Excerpted records Block Start

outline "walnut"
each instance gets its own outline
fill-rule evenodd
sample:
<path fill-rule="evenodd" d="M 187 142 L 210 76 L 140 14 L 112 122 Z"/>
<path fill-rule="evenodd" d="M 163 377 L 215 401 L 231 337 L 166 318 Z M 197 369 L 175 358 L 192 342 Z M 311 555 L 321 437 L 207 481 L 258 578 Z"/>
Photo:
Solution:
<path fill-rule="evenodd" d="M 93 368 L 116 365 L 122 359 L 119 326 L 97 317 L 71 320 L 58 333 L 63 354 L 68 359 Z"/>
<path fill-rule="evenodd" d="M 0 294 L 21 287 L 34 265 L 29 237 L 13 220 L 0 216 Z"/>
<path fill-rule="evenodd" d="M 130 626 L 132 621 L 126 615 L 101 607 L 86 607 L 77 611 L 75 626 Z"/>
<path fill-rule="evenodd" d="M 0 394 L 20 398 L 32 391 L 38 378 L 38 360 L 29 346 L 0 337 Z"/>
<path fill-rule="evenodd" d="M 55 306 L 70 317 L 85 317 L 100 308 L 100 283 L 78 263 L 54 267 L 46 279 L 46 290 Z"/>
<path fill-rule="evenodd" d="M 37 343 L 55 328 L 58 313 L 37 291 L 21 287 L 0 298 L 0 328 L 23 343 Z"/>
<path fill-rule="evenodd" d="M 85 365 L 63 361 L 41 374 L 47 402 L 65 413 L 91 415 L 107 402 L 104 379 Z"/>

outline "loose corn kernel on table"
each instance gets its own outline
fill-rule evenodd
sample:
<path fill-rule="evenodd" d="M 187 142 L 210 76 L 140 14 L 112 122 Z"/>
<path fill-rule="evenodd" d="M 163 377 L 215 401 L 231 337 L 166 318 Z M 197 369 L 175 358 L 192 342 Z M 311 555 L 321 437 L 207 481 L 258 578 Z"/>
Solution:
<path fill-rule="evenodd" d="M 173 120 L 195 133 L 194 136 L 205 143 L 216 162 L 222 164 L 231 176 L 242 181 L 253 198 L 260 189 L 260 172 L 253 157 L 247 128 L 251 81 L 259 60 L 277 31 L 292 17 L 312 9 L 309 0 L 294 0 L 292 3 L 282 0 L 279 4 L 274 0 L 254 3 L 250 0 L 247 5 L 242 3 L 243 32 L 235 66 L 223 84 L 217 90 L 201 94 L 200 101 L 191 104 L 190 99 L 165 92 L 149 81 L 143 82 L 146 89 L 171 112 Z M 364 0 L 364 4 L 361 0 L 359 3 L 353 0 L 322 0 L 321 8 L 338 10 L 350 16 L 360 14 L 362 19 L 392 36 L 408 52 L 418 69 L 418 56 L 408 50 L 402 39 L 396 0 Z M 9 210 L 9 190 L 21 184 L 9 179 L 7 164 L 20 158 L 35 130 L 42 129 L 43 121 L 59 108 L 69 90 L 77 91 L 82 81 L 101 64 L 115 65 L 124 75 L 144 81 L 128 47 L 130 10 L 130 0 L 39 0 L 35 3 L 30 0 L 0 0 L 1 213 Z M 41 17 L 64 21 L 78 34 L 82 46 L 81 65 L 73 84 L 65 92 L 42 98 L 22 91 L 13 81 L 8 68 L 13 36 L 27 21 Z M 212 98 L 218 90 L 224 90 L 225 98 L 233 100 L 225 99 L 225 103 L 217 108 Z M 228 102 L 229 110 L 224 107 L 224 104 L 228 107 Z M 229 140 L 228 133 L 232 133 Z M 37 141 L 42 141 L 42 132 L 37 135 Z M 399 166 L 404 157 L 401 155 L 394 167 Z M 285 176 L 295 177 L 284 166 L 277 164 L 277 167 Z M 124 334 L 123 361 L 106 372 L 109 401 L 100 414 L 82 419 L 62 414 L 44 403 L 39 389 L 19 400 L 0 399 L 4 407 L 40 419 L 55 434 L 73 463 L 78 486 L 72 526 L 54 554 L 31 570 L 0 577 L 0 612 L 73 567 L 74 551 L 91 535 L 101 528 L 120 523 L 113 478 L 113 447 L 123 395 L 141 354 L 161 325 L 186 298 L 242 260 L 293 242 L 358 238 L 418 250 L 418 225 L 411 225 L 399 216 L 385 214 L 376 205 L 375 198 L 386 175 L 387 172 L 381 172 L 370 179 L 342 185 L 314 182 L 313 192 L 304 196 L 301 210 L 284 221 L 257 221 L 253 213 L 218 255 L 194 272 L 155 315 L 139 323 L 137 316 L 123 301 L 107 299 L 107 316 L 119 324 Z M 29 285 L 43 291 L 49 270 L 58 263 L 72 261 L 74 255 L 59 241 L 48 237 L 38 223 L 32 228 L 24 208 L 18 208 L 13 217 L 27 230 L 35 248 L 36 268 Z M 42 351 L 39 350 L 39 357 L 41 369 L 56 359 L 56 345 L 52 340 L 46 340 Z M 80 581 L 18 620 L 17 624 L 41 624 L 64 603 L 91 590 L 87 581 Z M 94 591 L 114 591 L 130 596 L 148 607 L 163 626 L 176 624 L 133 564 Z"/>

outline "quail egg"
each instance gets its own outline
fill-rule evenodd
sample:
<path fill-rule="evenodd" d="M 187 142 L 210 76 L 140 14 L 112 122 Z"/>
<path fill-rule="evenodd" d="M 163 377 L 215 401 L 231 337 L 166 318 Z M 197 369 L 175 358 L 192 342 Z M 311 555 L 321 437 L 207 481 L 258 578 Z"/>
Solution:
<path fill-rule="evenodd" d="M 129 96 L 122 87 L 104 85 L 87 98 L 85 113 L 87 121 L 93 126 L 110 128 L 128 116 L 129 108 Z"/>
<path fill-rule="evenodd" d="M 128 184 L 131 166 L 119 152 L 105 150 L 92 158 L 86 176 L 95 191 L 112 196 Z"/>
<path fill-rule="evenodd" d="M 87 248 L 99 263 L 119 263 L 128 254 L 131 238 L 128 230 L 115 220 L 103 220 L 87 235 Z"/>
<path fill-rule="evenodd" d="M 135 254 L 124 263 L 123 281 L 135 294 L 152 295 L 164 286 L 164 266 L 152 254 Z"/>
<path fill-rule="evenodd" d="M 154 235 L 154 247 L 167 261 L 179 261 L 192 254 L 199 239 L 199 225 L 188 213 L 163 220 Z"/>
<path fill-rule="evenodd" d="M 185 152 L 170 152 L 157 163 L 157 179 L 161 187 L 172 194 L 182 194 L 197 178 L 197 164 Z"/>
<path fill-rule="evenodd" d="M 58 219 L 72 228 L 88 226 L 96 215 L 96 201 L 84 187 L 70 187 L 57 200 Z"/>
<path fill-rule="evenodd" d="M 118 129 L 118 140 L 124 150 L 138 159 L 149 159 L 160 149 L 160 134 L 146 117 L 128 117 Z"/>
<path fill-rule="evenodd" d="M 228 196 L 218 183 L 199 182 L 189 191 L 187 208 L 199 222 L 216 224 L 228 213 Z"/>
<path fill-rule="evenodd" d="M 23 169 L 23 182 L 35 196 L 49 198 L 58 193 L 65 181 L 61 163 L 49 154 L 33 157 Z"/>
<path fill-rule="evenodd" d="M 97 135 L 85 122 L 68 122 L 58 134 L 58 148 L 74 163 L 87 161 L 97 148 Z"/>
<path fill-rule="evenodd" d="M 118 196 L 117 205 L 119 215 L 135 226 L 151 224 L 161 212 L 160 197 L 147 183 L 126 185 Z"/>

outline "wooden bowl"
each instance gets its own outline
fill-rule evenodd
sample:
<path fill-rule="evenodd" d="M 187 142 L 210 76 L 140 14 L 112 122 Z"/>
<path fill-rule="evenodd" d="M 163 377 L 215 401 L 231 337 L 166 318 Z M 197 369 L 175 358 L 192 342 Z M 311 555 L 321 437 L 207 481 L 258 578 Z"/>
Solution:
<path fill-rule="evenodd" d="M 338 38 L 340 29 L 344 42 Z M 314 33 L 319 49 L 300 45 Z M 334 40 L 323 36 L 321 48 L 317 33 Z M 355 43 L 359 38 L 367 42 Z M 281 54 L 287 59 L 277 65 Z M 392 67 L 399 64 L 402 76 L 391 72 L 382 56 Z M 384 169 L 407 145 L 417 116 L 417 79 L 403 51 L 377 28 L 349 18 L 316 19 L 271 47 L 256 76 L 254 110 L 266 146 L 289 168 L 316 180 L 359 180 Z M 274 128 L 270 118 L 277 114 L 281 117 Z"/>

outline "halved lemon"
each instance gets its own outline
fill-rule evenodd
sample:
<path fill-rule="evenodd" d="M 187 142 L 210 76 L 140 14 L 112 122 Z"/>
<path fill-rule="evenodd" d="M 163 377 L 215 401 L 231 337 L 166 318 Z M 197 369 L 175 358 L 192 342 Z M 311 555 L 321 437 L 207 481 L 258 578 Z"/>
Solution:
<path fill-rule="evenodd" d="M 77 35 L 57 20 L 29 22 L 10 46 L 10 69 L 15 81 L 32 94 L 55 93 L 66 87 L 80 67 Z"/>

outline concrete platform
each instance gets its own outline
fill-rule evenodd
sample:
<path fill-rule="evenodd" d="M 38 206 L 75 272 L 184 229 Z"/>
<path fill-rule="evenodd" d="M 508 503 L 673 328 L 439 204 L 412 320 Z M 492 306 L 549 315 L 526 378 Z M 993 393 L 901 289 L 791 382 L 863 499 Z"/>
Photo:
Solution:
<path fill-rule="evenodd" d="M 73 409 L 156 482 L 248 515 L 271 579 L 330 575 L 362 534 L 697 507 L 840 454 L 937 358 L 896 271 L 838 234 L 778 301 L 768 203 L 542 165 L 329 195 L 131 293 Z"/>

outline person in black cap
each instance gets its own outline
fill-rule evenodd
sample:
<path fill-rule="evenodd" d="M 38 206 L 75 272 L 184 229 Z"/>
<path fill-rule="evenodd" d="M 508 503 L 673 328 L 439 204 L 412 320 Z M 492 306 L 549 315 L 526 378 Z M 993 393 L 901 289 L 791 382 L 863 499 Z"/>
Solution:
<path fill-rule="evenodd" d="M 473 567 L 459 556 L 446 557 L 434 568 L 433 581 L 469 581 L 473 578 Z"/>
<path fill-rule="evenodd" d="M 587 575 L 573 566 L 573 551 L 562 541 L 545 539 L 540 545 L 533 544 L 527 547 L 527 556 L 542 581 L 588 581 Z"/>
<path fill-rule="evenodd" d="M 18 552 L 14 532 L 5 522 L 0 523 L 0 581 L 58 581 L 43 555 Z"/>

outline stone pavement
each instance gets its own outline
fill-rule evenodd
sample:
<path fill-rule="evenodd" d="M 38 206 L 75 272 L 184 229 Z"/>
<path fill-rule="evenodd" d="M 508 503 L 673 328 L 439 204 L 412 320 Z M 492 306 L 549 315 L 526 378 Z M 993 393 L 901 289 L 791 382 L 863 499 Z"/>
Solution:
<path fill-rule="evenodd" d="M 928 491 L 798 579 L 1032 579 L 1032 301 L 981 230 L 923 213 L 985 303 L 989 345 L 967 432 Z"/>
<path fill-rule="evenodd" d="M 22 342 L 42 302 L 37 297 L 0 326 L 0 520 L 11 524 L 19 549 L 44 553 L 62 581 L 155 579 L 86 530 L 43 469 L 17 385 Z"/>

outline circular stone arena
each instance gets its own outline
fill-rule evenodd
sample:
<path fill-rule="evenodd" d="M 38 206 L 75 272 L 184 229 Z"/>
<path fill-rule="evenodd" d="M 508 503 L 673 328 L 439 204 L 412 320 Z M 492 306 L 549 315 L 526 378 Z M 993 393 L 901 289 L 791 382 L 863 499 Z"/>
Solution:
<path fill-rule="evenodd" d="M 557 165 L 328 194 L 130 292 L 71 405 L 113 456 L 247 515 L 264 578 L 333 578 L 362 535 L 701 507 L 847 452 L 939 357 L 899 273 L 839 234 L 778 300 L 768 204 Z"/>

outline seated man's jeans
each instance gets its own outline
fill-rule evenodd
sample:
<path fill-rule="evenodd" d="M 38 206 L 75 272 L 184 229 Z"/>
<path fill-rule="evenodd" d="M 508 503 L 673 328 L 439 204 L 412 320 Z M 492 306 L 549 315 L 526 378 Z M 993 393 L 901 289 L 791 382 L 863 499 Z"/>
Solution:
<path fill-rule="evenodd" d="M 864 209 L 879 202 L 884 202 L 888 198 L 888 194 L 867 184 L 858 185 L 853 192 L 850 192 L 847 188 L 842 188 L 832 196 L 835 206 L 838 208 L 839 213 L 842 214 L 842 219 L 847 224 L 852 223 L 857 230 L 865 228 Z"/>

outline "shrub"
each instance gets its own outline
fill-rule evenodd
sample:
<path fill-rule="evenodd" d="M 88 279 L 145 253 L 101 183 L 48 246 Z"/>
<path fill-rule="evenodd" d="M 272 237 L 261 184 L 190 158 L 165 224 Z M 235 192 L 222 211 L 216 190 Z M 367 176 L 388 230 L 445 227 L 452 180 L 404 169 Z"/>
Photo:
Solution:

Excerpted records Block End

If a line in the records above holds the string "stone", copy it out.

- Task output:
outline stone pavement
outline circular stone arena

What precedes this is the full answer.